= Excerpted text =
--------------------------------
Five of Mississippi’s Justices ruled that Governor Reeves did not overstep his constitutional authority on partial vetoes from the 2020 Legislative session. Those that ruled in Reeves’ favor were Randolph, Beam, Chamberlin, Ishee and Griffis.  Justice Maxwell agreed with the merit of the arguments raised but had concerns about standing of the case.  Justice Coleman agreed with Reeves’ standing argument and the court not reach on the merits.

RELATED: Veto case between Reeves, Gunn heard at MS Supreme Court

Justices’ King and Kitchens both dissented and affirmed the ruling of the Chancery Court on the merits.

This is the first time that the Mississippi Supreme Court has ruled in favor of a Governor’s veto in a court case of this kind. The Chancery Court originally ruled in favor of Speaker Gunn earlier this year.

RELATED: Court rules in favor of Speaker Gunn in suit against Governor Reeves’ vetoes

The court chose to reverse the Chancery Court’s ruling, stating in part:

“We reverse the chancery court’s judgment and render judgment for the Governor, declaring that the veto of parts of House Bill 1782 was lawful under section 73 of our Constitution. No motion for rehearing will be allowed in this case, and the Clerk of this Court is directed to issue this Court’s mandate immediately.”
--------------------------------
= Listed records =
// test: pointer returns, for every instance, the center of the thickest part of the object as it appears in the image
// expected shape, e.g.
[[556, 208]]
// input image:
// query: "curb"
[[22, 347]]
--------------------------------
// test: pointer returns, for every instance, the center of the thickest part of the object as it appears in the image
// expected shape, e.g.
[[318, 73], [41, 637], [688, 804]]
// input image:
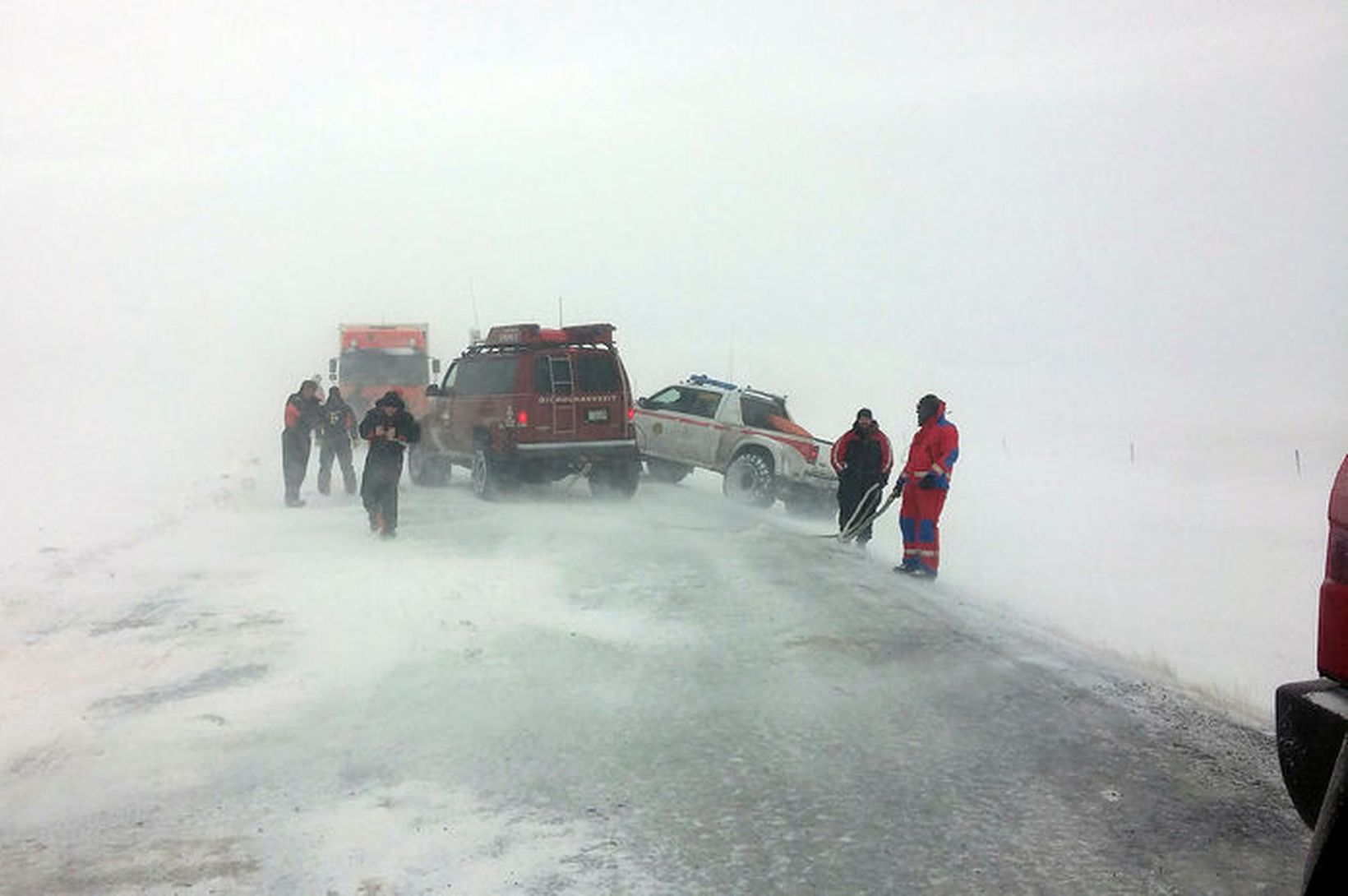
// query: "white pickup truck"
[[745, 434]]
--------------------------------
= Task to complete =
List the justices named in the veto ruling text as having ruled in Governor Reeves' favor.

= Solution to the exercise =
Randolph, Beam, Chamberlin, Ishee, Griffis